- **EXERCISE MATERIALS**:
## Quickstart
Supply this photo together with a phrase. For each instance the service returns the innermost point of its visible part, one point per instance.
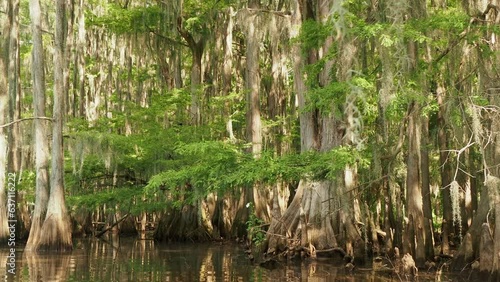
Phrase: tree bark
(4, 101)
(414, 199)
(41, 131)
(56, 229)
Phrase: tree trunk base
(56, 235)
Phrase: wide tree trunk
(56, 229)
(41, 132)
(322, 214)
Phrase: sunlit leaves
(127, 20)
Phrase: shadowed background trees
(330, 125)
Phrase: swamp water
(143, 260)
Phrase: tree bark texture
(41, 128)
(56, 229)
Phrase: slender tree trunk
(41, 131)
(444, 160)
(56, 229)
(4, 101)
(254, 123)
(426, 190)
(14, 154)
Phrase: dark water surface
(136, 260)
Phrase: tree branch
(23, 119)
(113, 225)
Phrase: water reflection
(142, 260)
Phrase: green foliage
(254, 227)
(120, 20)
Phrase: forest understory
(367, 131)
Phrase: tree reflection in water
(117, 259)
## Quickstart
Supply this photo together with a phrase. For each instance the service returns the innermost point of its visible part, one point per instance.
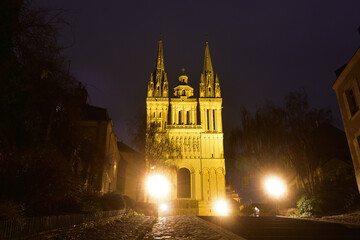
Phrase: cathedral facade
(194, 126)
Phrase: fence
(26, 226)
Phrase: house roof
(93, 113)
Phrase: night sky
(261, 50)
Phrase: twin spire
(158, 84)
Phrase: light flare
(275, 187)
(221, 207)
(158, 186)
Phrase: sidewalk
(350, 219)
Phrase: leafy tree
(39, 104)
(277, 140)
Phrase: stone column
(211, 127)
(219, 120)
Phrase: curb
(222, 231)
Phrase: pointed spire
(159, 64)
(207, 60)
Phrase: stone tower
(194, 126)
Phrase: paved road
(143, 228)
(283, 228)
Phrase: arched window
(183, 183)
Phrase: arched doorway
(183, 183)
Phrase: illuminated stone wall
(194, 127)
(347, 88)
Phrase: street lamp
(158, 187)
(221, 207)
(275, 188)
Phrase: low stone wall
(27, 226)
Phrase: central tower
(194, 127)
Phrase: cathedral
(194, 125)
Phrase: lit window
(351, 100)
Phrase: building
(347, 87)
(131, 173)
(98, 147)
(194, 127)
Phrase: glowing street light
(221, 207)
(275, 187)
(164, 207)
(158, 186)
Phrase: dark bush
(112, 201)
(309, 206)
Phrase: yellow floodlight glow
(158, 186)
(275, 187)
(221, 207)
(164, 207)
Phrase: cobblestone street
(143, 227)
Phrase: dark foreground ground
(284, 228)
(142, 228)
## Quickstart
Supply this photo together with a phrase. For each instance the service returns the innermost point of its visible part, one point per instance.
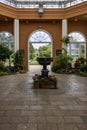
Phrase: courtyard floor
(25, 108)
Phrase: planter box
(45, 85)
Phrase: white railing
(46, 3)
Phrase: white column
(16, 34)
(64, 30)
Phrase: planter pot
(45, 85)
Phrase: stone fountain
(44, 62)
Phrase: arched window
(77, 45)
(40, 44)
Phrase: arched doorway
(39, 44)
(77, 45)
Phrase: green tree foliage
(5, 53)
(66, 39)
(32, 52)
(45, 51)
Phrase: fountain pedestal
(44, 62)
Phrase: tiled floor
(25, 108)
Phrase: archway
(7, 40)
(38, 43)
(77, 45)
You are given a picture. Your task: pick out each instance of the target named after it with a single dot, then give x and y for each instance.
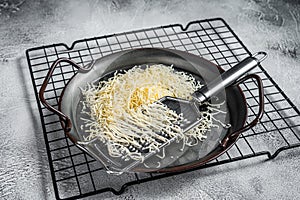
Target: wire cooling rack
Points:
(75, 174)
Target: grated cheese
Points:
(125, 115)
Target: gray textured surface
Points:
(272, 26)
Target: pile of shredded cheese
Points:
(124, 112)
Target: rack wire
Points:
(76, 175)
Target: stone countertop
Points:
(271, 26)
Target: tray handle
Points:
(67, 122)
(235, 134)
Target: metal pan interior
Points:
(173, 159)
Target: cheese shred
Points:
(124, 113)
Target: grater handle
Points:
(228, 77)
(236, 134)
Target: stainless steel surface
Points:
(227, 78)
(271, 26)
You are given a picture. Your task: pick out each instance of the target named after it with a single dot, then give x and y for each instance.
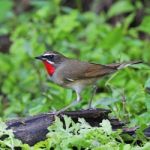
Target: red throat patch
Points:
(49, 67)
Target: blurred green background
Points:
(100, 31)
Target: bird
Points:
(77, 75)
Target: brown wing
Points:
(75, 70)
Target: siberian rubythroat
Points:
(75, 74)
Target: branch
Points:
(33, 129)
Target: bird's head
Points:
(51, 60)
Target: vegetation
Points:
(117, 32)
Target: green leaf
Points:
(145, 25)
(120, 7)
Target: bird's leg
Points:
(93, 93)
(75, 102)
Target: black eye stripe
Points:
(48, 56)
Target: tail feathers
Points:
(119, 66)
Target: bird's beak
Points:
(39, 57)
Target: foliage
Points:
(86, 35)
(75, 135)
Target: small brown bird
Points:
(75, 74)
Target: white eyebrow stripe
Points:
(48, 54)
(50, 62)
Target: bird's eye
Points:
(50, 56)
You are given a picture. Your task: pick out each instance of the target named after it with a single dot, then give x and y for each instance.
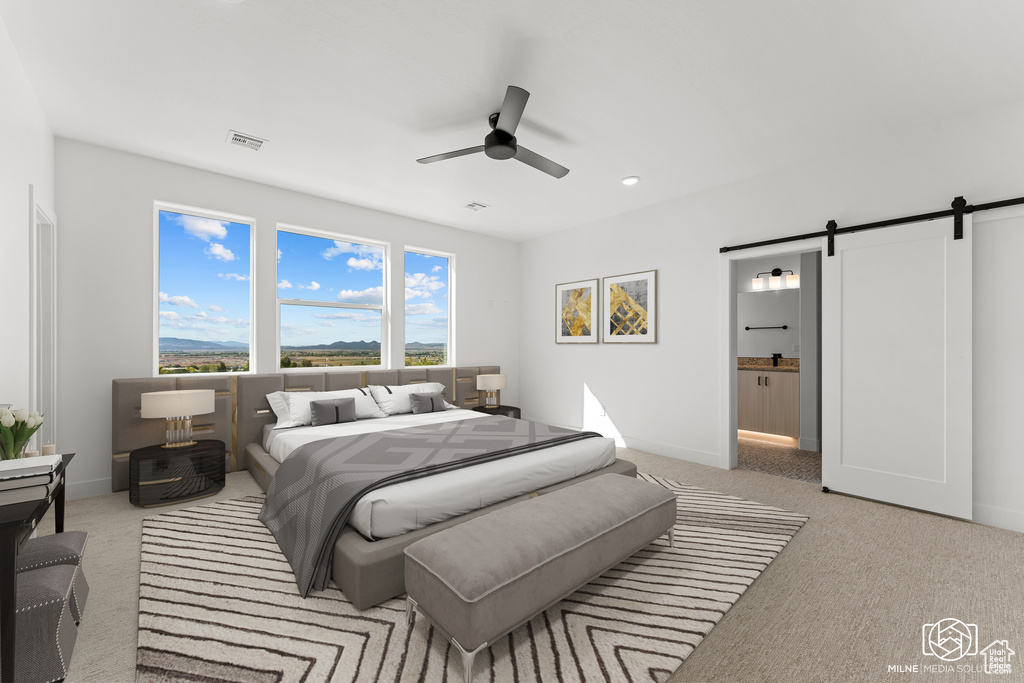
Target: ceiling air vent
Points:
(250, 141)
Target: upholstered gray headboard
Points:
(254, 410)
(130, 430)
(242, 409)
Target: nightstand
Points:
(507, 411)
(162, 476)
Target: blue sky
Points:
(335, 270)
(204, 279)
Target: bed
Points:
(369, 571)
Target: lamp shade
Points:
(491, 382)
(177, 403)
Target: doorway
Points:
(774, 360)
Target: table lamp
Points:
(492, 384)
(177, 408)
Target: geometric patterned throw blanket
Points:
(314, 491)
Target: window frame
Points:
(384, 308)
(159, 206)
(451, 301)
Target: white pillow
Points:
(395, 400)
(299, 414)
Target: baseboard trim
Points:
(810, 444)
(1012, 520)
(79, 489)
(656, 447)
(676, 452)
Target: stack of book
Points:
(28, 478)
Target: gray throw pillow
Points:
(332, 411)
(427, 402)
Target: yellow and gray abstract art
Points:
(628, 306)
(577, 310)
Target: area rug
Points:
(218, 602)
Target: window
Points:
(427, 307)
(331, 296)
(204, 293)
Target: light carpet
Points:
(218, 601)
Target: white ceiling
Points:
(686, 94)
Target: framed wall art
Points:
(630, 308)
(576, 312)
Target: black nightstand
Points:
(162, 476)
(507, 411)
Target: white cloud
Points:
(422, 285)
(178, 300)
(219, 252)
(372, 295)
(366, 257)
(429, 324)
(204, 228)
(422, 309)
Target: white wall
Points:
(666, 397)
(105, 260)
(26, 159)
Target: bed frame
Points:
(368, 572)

- **REQUEST**: Looking at the records above, extract only the lines from the one with "Target: bird's beak" through the last line, exactly, with the pictures left out.

- **CORRECT ANSWER**:
Target: bird's beak
Points:
(39, 57)
Target: foliage
Points:
(86, 35)
(75, 135)
Target: small brown bird
Points:
(75, 74)
Target: white eyebrow stripe
Points:
(48, 54)
(50, 62)
Target: bird's eye
Points:
(50, 56)
You are given a picture. Your task: pick out each instance of the target named after it with a single dot, then give x and y for each instance.
Target: ceiling air vent
Points:
(250, 141)
Target: upholstered gray headboard
Points:
(254, 410)
(130, 430)
(242, 409)
Target: nightstand
Points:
(507, 411)
(162, 476)
Target: blue sky
Points:
(335, 270)
(204, 279)
Target: bed
Points:
(369, 571)
Target: lamp shade
Points:
(491, 382)
(177, 403)
Target: doorway
Points:
(774, 360)
Target: table lamp
Points:
(492, 384)
(177, 408)
Target: geometric patterned throw blanket
Points:
(314, 491)
Target: window frame
Points:
(384, 308)
(159, 206)
(451, 301)
Target: white pillow
Points:
(395, 400)
(299, 414)
Target: baseboard trim
Points:
(810, 444)
(1012, 520)
(79, 489)
(656, 447)
(676, 452)
Target: stack of book
Points:
(28, 478)
Target: gray throw pillow
Points:
(332, 411)
(427, 402)
Target: yellow and gray abstract art
Points:
(628, 306)
(577, 310)
Target: area rug
Points:
(218, 602)
Target: window
Points:
(427, 307)
(331, 296)
(204, 293)
Target: light carpet
Points:
(218, 601)
Target: white ceiling
Points:
(686, 94)
Target: framed wall art
Points:
(630, 308)
(576, 312)
Target: black nightstand
Points:
(162, 476)
(507, 411)
Target: white cloud
Points:
(422, 285)
(178, 300)
(219, 252)
(372, 295)
(366, 257)
(429, 324)
(204, 228)
(422, 309)
Target: white wall
Points:
(666, 397)
(105, 260)
(26, 159)
Target: bed frame
Points:
(368, 572)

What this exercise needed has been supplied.